How to complete this task: Scan the material below for lines with the word "flower". Reply with the count and no other words.

Records provided:
++++++
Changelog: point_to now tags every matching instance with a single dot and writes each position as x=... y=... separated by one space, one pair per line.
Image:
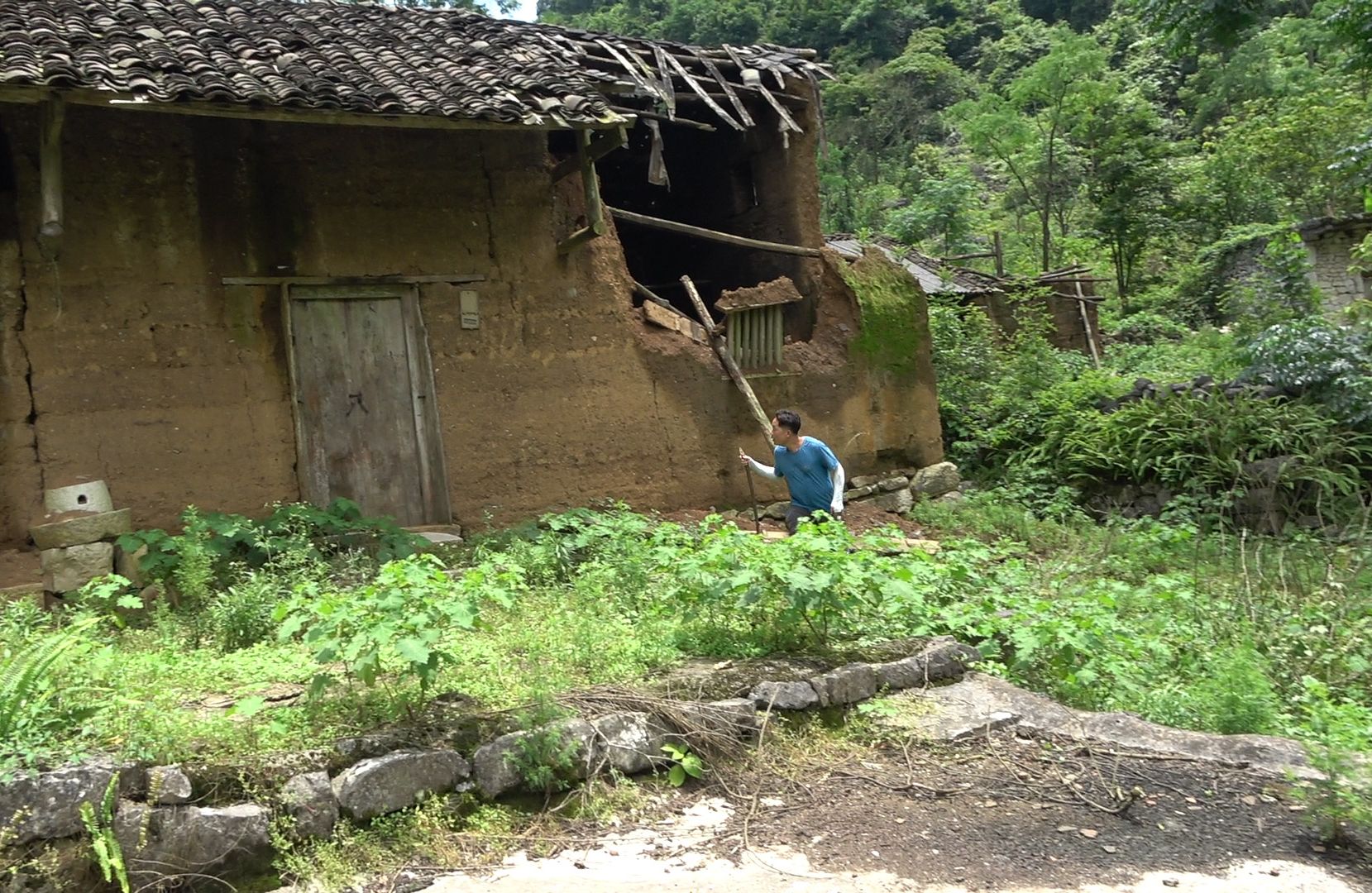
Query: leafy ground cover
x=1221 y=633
++++++
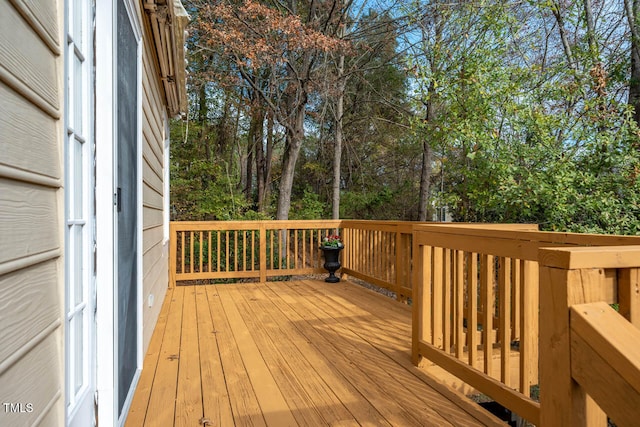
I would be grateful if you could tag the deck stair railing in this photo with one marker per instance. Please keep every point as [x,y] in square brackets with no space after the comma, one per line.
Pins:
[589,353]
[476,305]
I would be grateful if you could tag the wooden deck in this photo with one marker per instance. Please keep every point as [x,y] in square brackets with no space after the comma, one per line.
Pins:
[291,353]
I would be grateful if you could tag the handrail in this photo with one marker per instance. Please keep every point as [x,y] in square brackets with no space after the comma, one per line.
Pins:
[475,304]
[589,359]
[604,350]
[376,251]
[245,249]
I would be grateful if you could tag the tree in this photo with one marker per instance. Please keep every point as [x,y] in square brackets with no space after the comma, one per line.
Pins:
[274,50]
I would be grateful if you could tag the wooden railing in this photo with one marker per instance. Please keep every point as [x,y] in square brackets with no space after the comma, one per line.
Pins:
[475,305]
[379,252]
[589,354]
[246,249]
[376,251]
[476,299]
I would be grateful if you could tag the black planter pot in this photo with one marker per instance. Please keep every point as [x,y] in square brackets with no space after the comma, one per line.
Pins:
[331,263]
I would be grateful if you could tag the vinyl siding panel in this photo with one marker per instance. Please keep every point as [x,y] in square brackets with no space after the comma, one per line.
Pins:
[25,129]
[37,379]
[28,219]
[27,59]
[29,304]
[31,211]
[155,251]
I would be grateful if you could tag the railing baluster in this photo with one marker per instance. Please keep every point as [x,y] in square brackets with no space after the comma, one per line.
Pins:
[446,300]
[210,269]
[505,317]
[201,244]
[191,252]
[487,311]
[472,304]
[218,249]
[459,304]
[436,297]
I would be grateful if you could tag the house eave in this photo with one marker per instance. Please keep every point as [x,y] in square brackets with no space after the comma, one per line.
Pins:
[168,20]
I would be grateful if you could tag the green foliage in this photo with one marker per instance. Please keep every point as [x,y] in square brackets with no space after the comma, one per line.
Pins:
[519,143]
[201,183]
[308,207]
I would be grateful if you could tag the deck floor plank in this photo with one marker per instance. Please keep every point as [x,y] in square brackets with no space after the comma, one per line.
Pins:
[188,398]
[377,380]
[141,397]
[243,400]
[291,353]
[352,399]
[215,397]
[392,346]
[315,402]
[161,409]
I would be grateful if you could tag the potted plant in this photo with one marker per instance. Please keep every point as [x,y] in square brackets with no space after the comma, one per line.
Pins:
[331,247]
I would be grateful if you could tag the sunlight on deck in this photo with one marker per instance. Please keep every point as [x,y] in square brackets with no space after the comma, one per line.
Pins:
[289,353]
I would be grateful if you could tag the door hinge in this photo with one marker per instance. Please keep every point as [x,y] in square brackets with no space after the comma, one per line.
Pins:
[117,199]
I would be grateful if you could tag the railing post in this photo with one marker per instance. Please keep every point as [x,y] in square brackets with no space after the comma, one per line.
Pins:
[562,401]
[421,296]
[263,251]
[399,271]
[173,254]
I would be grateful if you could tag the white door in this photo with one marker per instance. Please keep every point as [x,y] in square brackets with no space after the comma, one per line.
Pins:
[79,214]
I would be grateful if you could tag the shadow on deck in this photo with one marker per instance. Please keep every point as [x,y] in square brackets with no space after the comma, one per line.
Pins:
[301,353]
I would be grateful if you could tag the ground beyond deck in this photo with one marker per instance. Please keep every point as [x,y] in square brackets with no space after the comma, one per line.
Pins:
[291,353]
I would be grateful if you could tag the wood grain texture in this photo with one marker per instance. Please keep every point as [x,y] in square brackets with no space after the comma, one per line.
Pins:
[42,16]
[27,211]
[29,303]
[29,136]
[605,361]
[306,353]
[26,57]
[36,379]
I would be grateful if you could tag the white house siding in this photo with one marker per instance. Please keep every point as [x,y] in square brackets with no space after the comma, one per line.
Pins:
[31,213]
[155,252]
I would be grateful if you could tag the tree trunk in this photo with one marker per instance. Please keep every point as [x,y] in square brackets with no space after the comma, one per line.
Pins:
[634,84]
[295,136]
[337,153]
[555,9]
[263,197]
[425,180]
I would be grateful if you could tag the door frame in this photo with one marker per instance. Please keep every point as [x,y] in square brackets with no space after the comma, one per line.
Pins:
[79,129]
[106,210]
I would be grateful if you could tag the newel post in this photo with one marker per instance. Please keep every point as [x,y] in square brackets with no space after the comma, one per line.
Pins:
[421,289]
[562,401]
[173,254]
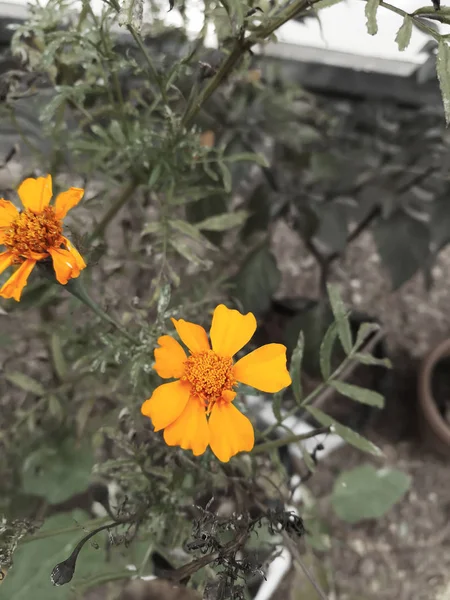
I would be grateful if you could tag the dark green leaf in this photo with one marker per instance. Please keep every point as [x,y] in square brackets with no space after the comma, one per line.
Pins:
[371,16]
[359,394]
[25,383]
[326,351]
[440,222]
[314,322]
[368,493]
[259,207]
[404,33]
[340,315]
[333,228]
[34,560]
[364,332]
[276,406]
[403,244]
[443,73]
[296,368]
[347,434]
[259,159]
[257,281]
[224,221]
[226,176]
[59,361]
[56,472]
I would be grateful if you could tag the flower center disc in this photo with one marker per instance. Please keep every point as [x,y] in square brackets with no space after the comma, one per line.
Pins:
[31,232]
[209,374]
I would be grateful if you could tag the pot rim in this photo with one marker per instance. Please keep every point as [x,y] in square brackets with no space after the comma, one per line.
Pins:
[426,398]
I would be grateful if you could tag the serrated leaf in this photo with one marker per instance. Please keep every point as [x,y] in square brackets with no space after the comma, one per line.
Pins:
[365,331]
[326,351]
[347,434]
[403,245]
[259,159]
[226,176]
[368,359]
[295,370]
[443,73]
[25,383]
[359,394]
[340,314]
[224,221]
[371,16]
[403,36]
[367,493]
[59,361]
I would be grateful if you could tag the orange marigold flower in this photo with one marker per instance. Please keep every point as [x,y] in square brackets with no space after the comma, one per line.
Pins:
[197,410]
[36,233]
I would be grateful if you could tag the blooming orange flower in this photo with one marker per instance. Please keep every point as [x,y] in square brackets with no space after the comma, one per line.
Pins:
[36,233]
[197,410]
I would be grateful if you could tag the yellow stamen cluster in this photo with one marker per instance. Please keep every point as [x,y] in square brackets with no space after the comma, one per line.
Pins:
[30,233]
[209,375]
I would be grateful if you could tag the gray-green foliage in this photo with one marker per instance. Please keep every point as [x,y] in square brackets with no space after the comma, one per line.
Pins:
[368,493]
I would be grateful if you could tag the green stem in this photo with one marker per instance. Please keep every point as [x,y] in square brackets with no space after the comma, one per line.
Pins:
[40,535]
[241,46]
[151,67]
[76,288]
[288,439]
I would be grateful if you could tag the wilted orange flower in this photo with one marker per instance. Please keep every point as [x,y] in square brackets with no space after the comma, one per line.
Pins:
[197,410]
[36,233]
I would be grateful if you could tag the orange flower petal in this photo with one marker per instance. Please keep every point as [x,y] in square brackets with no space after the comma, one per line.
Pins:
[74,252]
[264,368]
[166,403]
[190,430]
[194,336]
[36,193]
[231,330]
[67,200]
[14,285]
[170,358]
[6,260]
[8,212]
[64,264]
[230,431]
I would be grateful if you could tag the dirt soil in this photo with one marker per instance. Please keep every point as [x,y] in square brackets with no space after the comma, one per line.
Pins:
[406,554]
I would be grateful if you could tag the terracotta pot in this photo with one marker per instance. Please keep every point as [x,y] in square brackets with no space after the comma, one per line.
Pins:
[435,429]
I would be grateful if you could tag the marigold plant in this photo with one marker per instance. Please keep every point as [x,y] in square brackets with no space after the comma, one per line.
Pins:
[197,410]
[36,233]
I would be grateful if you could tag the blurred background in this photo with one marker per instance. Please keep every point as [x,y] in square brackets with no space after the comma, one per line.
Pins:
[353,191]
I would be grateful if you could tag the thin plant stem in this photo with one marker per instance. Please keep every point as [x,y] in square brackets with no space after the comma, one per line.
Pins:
++++++
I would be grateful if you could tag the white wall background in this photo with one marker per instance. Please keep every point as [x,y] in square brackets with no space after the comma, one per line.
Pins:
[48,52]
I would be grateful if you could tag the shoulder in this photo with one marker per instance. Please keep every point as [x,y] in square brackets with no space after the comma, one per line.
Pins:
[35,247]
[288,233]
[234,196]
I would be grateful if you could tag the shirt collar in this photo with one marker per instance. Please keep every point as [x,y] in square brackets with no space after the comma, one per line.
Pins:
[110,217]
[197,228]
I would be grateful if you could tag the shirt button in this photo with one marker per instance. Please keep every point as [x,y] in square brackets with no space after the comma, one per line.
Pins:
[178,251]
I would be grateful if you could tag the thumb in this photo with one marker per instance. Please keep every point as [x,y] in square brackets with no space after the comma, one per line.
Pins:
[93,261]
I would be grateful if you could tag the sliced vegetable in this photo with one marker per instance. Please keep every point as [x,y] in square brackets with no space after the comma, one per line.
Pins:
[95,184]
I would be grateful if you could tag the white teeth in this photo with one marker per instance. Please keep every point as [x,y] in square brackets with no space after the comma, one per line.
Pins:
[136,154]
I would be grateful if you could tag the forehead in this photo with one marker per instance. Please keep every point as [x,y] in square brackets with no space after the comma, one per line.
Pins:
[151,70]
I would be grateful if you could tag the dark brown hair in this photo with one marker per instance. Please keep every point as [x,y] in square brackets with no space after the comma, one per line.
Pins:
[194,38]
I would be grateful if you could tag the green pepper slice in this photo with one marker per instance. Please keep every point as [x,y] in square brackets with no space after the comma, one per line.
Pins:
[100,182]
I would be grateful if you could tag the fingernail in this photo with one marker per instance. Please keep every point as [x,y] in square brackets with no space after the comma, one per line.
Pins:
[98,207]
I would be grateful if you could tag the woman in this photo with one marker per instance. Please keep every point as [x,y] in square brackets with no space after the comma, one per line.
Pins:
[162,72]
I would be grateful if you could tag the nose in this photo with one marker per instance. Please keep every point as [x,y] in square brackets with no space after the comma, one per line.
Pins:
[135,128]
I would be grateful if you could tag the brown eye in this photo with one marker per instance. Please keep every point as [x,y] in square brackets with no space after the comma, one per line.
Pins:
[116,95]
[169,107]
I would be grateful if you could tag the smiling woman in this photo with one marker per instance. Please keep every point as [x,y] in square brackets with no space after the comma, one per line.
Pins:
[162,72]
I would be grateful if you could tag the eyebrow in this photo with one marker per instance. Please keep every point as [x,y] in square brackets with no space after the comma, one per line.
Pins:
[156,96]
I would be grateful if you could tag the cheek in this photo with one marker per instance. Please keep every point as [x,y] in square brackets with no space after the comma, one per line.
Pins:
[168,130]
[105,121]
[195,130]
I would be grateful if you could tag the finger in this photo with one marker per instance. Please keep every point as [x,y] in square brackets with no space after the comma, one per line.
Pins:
++++++
Written solution: 5